---------- EXERCISE DATA ----------
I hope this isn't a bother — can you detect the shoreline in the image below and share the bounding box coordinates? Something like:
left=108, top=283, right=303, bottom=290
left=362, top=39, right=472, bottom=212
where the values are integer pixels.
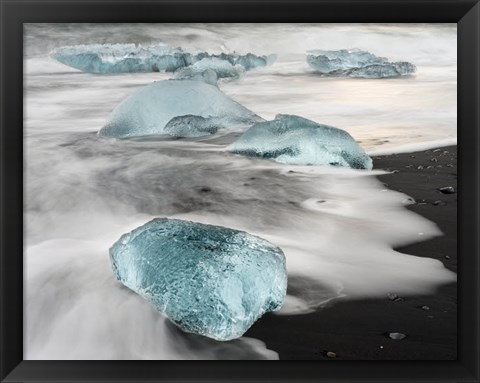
left=245, top=145, right=457, bottom=360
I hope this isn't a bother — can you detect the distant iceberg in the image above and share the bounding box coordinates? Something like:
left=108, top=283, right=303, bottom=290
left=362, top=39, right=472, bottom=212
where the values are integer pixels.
left=51, top=43, right=193, bottom=73
left=110, top=218, right=287, bottom=341
left=228, top=114, right=373, bottom=169
left=98, top=75, right=262, bottom=138
left=50, top=43, right=276, bottom=76
left=307, top=49, right=416, bottom=78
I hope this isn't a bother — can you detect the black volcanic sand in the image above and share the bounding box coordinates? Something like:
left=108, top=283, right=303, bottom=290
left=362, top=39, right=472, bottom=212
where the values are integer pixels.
left=245, top=146, right=457, bottom=360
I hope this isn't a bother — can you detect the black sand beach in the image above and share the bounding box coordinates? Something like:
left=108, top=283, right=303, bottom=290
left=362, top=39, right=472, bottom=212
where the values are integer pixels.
left=246, top=145, right=457, bottom=360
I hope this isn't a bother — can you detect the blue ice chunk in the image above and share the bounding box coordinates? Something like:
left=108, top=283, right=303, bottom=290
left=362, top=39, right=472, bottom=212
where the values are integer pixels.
left=50, top=44, right=276, bottom=75
left=307, top=49, right=416, bottom=78
left=98, top=78, right=262, bottom=138
left=228, top=114, right=373, bottom=169
left=195, top=52, right=277, bottom=71
left=109, top=218, right=287, bottom=341
left=164, top=115, right=220, bottom=137
left=51, top=44, right=193, bottom=74
left=178, top=69, right=219, bottom=86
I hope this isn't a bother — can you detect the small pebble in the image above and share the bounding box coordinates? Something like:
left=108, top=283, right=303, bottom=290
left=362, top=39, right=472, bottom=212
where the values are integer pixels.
left=326, top=351, right=337, bottom=358
left=439, top=186, right=455, bottom=194
left=445, top=255, right=451, bottom=259
left=387, top=293, right=398, bottom=301
left=410, top=155, right=416, bottom=158
left=433, top=200, right=447, bottom=206
left=430, top=157, right=438, bottom=162
left=417, top=165, right=424, bottom=170
left=421, top=305, right=430, bottom=311
left=433, top=149, right=441, bottom=153
left=389, top=333, right=407, bottom=340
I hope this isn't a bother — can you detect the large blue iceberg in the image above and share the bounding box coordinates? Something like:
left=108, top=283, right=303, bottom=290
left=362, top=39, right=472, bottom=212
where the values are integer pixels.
left=228, top=114, right=373, bottom=169
left=50, top=44, right=276, bottom=76
left=307, top=49, right=416, bottom=78
left=98, top=75, right=262, bottom=138
left=110, top=218, right=287, bottom=341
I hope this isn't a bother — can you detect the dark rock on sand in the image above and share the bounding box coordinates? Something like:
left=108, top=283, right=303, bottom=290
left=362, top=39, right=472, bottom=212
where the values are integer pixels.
----------
▸ EXERCISE BRIEF
Where the data contains images, drop them and print the rest exactly.

▸ EXERCISE ANSWER
I hope this isn't a bother — can you detect the shoreline in the image below and share the bounding box coordinates? Something like:
left=108, top=283, right=303, bottom=290
left=362, top=39, right=472, bottom=212
where the values are integer pixels.
left=245, top=145, right=457, bottom=360
I hope this isn't a bother — can you detect the distant iceberg in the image above and share the bounding box coordinates? Something like:
left=108, top=283, right=303, bottom=290
left=362, top=39, right=472, bottom=212
where the values are integer pixels.
left=51, top=43, right=193, bottom=73
left=110, top=218, right=287, bottom=341
left=228, top=114, right=373, bottom=169
left=98, top=75, right=262, bottom=138
left=50, top=43, right=276, bottom=76
left=307, top=49, right=416, bottom=78
I hope this isn't a bother — can you detect the black volcanic sand in the image above and share the bounding box coordinates? Something like:
left=108, top=283, right=303, bottom=290
left=362, top=39, right=472, bottom=212
where the values are integer pixels.
left=245, top=146, right=457, bottom=360
I hope this isn't a bother — can you detect the black sand beach in the image above and share the bounding box coordinates? Something like:
left=108, top=283, right=303, bottom=290
left=362, top=39, right=472, bottom=212
where the values are integer pixels.
left=246, top=145, right=457, bottom=360
I hope this isn't a bother — can you detect the blue ice chunk in the image above and share the bounding box coordinates? Something like:
left=108, top=283, right=303, bottom=290
left=362, top=39, right=472, bottom=212
where the values are integer pixels.
left=50, top=44, right=276, bottom=75
left=307, top=49, right=416, bottom=78
left=98, top=78, right=262, bottom=138
left=228, top=114, right=373, bottom=169
left=195, top=52, right=277, bottom=71
left=109, top=218, right=287, bottom=341
left=164, top=115, right=220, bottom=137
left=51, top=44, right=193, bottom=74
left=178, top=69, right=219, bottom=86
I hope this isn't a bother — can you detect the small pebble in the image above and share the bounding box coordinates? Something like:
left=108, top=283, right=303, bottom=290
left=362, top=39, right=472, bottom=212
where the values are integer pixels.
left=326, top=351, right=337, bottom=358
left=439, top=186, right=455, bottom=194
left=445, top=255, right=451, bottom=259
left=387, top=293, right=398, bottom=301
left=410, top=155, right=416, bottom=158
left=433, top=200, right=447, bottom=206
left=430, top=157, right=438, bottom=162
left=417, top=165, right=424, bottom=170
left=421, top=305, right=430, bottom=311
left=433, top=149, right=441, bottom=153
left=389, top=333, right=407, bottom=340
I hope this isn't a bother — can you detect the large blue iceberg in the image above and share the bounding box coordinates? Something like:
left=108, top=283, right=303, bottom=290
left=362, top=39, right=472, bottom=212
where the values are integer pixels.
left=228, top=114, right=373, bottom=169
left=50, top=44, right=276, bottom=76
left=307, top=49, right=416, bottom=78
left=98, top=75, right=262, bottom=138
left=110, top=218, right=287, bottom=341
I hope this isn't a bother — can you detect the dark rock on sand in the image above and share the bounding box coordinates? Something like:
left=108, top=283, right=303, bottom=290
left=362, top=39, right=472, bottom=212
where the values are integer pixels.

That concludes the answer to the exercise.